▸ WORK INSTRUCTIONS
Write out all the entries below again, swapping every "Mark that spot" for "Point to that spot" and leaving everything else unchanged. Leave the pictures out.

--- start INPUT ---

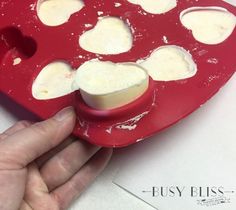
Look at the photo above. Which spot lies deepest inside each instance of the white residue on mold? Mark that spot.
(126, 127)
(33, 6)
(88, 25)
(165, 39)
(130, 124)
(100, 13)
(86, 130)
(117, 4)
(139, 140)
(16, 61)
(213, 61)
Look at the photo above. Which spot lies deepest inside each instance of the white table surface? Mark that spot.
(103, 193)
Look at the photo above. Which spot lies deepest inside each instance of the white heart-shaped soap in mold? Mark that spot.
(57, 12)
(106, 85)
(111, 35)
(155, 6)
(55, 80)
(209, 25)
(169, 63)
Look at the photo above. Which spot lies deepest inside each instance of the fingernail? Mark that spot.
(64, 114)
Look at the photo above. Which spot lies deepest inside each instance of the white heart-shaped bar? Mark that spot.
(55, 80)
(209, 25)
(169, 63)
(57, 12)
(111, 35)
(106, 85)
(155, 6)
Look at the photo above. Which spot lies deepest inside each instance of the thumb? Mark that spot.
(24, 146)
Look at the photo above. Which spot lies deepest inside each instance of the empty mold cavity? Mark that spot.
(15, 46)
(57, 12)
(169, 63)
(155, 6)
(111, 35)
(54, 80)
(209, 25)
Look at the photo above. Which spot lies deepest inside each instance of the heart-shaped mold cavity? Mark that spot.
(209, 25)
(15, 47)
(111, 35)
(55, 80)
(107, 85)
(169, 63)
(57, 12)
(157, 6)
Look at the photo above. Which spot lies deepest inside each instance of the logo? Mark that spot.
(204, 196)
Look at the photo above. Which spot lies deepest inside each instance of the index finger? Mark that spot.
(21, 148)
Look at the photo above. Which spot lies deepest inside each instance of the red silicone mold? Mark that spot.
(23, 35)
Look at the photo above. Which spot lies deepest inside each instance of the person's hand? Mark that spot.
(38, 171)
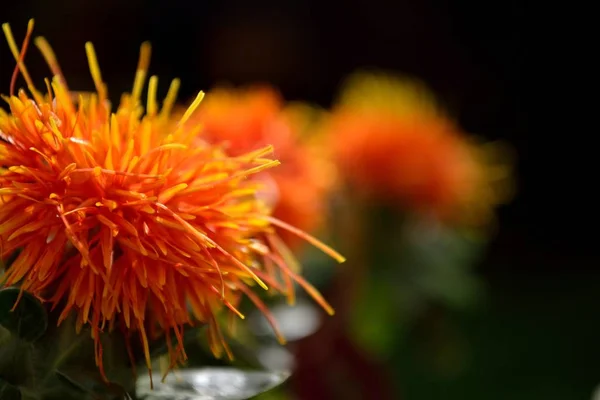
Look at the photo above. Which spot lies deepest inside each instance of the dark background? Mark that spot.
(537, 337)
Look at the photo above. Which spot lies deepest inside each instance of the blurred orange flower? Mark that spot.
(131, 219)
(391, 141)
(241, 120)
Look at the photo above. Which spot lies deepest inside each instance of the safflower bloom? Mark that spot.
(242, 119)
(391, 141)
(131, 219)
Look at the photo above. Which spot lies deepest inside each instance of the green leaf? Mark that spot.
(8, 391)
(29, 320)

--- end INPUT ---

▸ RESPONSE
Look at the photo above. Which spot lies deepest inside each instance of the white residue on mold? Point to that spot.
(126, 127)
(33, 6)
(88, 25)
(165, 39)
(130, 124)
(100, 13)
(86, 130)
(117, 4)
(139, 140)
(16, 61)
(213, 61)
Look at the photo above. Which spot lies deepest inside each instance of the white table surface? Point to that spot.
(103, 193)
Look at the photo above. Which spot lies deepest inside each instance of the white heart-shaped soap in mold? Point to that spot.
(57, 12)
(106, 85)
(111, 35)
(155, 6)
(55, 80)
(209, 25)
(169, 63)
Look at the photo above. Which spot lies deepest inside each instance of the fingernail? Point to that spot.
(64, 114)
Look at the photo above. Which spot lies deepest inside each instance of the white heart-shaped bar? Point to that spot.
(55, 80)
(209, 25)
(169, 63)
(57, 12)
(111, 35)
(106, 85)
(155, 6)
Look at the photo above. Which spot lies deepest inside each instance of the thumb? Point to that spot.
(24, 146)
Look at the photo above. Which spot lies deepest inside each instance of the empty mold cavity? Point to that spot.
(15, 46)
(57, 12)
(169, 63)
(155, 6)
(111, 35)
(54, 80)
(209, 25)
Look at the photo above. Which spot lies deepest inside each instance of the heart-shaped mold cavity? Point to that spot.
(209, 25)
(15, 47)
(111, 35)
(55, 80)
(107, 85)
(169, 63)
(57, 12)
(157, 6)
Look at the photo above. Which spot lies deepest inside each instance of the logo? Point to that spot.
(204, 196)
Look at the photo above. Which spot lies deepest inside each instance of the index finger? Point to that spot.
(21, 148)
Look at the photo above. Which spot lies deepest inside each instance of the red silicone mold? Point to that spot.
(23, 35)
Look at the photo above. Which spot lies deepest inside each instance of the person's hand? Point to that spot.
(38, 171)
Look at the photo above. Which spot lies deepest inside each instance of the dark background? Point to that spot.
(537, 337)
Look at the photo above. Which spot lies deepest inside each instance of the blurred orange flower? Point to that spot.
(131, 219)
(391, 141)
(241, 120)
Look at the photo above. Which spot lies deepest inside each instance of the safflower bloom? Point to that spot.
(242, 119)
(391, 141)
(131, 219)
Look at the photo above. Which spot lies deepest inside each instance of the green leaf? Point to that spot.
(8, 391)
(29, 320)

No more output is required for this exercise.